**THE TASK**: Repeat all of the records verbatim.

+ + + + +

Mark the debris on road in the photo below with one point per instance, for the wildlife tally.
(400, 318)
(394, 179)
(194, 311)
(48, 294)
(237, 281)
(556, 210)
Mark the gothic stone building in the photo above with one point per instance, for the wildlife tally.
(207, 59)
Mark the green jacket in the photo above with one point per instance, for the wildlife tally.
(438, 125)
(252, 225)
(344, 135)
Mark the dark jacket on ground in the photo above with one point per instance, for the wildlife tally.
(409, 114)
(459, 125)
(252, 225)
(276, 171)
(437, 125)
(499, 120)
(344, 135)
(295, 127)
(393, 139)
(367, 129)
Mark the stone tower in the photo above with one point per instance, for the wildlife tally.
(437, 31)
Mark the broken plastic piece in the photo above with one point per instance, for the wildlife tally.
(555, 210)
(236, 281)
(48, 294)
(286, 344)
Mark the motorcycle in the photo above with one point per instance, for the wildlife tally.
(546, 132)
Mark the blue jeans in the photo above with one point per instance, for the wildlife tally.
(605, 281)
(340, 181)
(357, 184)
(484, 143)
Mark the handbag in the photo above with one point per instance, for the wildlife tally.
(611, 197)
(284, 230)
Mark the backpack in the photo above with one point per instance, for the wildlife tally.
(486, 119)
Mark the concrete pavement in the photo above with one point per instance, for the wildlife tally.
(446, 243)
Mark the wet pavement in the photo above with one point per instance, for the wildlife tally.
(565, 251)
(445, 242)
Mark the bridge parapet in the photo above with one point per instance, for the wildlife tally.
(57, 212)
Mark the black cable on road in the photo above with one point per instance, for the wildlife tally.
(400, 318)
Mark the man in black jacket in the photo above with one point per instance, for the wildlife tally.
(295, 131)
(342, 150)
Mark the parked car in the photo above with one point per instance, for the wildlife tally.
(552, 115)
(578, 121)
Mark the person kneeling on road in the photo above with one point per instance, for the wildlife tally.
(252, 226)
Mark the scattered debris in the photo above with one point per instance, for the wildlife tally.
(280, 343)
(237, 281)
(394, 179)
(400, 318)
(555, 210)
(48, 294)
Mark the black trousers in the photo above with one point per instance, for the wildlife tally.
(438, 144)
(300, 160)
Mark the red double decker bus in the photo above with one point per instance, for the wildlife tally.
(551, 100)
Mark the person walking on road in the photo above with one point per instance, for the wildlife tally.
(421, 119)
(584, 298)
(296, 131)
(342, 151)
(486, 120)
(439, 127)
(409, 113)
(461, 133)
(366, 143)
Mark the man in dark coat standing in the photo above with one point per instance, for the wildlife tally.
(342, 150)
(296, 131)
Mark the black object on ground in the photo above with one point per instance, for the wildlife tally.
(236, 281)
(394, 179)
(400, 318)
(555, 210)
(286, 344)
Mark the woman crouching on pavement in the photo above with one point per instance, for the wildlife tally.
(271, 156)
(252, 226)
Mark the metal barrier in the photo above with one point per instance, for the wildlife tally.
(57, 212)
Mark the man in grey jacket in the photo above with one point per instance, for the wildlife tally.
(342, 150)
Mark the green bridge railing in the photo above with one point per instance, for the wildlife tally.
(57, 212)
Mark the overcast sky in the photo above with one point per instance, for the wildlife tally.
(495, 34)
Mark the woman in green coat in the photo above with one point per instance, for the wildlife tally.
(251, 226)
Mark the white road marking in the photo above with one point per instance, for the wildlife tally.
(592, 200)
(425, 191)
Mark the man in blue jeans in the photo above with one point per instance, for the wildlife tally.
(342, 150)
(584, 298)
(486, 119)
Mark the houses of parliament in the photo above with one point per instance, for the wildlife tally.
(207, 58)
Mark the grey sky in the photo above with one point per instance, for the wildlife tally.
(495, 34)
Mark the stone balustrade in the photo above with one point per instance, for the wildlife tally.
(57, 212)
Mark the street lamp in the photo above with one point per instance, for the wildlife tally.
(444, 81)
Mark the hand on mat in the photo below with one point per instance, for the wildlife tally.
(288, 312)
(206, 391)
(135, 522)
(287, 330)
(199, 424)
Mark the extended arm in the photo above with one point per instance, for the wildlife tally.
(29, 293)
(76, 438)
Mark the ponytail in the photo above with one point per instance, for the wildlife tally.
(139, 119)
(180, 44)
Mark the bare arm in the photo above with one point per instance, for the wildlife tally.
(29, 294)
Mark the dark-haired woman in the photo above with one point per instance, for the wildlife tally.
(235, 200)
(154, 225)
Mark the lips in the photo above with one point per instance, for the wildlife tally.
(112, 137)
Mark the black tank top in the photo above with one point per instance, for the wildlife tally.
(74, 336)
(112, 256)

+ + + + +

**ANSWER SECTION**:
Mark the debris on road in the photo below with one point per instance, for the wildlife tally.
(400, 318)
(394, 179)
(194, 311)
(48, 294)
(237, 281)
(556, 210)
Mark the gothic stone building in the photo above with one point per instance, for the wildlife tally.
(207, 59)
Mark the green jacket in the photo above with one point per instance, for the wildlife tally.
(438, 125)
(252, 225)
(344, 135)
Mark the dark jacket on ground in the photo above with one point per instance, for the wildlife tally.
(409, 114)
(459, 125)
(252, 225)
(276, 171)
(437, 125)
(499, 120)
(344, 135)
(295, 127)
(393, 139)
(367, 129)
Mark the stone tower in the photo above with one point per instance, for the wildlife tally.
(437, 31)
Mark the broken plastic piece in the photo above with one point per instance, for the wildlife tally.
(555, 210)
(236, 281)
(48, 294)
(286, 344)
Mark the motorcycle in the photo above with one point per instance, for the wildlife tally.
(546, 132)
Mark the blue jeans in the photo above with one point per instance, for the wildlife tally.
(605, 281)
(340, 181)
(357, 184)
(484, 143)
Mark the handbag in the photo above with one point per instance, for the wildlife tally.
(611, 197)
(284, 230)
Mark the backpack in the photo above with one point per instance, for the wildlife tally.
(486, 119)
Mark the concrete pavement in the photo above with one point per instance, for the wildlife tally.
(446, 243)
Mark the wet pavement in the photo above with one point per instance, for the wildlife tally.
(565, 251)
(445, 242)
Mark the bridge parapet in the photo above with one point per instance, for the wildlife tally.
(57, 212)
Mark the black cable on road in the photo above with one point per instance, for the wildlife tally.
(400, 318)
Mark the man in black jacket in the photo above with one point per instance, for the wildlife tally.
(295, 131)
(342, 150)
Mark the parked car in the photo above with one point per instance, for the wildlife tally.
(552, 115)
(578, 121)
Mark the person kneeling on road in the photo above with one point per instance, for the wildlife tally.
(252, 226)
Mark the scattered debris in the photo above with one point per instance, for the wildlife tally.
(280, 343)
(237, 281)
(394, 179)
(400, 318)
(555, 210)
(48, 294)
Mark the black trousers in the photo above with one point per instance, for the wildlife tally.
(438, 144)
(300, 160)
Mark the red double decker bus in the photo above with one point per instance, for the wildlife tally.
(551, 100)
Mark the person walking on road in the photo above with one point per instance, for the wildlife tally.
(421, 119)
(584, 298)
(296, 131)
(342, 151)
(486, 120)
(439, 127)
(409, 113)
(461, 133)
(366, 143)
Mark the man in dark coat standing in the photo above with one point per instance, for the wildlife tally.
(342, 150)
(296, 131)
Mark the black object on ground in the photo above with one point per instance, for the wildlife tally.
(236, 281)
(394, 179)
(400, 318)
(555, 210)
(286, 344)
Mark the woman crouching on pavement in the photo above with one point per instance, for the wildlife tally.
(271, 156)
(252, 226)
Mark the metal barrier in the photo above with one point per instance, for the wildlife tally.
(57, 212)
Mark the man in grey jacket in the photo above with one point per instance, for the wildlife tally.
(342, 150)
Mark the green bridge railing in the photo above with one point per instance, for the wildlife tally.
(57, 212)
Mark the overcast sky in the photo above with one point per instance, for the wildlife tally.
(495, 34)
Mark the woman in green coat in the photo above with one point per instance, for the wildlife tally.
(251, 226)
Mark the white road marking in the photo above with one point per instance, for the wildlife tally.
(592, 200)
(425, 191)
Mark the man in blue jeans in the photo above with one point per instance, for the wildlife tally.
(342, 150)
(584, 298)
(486, 119)
Mark the houses of parliament in the photo above with one point per instance, for the wildlife tally.
(207, 58)
Mark the grey sky in the photo above with one point per instance, for the wildlife tally.
(495, 34)
Mark the stone balustrade in the photo above with one point per instance, for the wildlife tally.
(57, 212)
Mark the street lamp in the photo above with one point per instance, for the wildlife tally.
(444, 81)
Mark the hand on mat in the photo below with one point per instance, for the wildlife tally.
(288, 312)
(206, 391)
(135, 522)
(287, 330)
(199, 424)
Mark the extended arm in the photo above with one point per instance, for the wildlife tally.
(29, 293)
(76, 438)
Mark the ponytail in the photo above with one point per instance, for the wildlife tally.
(139, 119)
(180, 44)
Mark the bare arm in the photo above with one point per instance, for the wildlife tally.
(29, 294)
Mark the dark-haired woman in the photo above with one point per instance, for the wildlife tally.
(235, 200)
(154, 225)
Mark the lips in the photo above with one point per instance, for the wildlife tally.
(112, 137)
Mark the black tank top in the photo above with one point per instance, for the wildlife tally.
(74, 336)
(112, 256)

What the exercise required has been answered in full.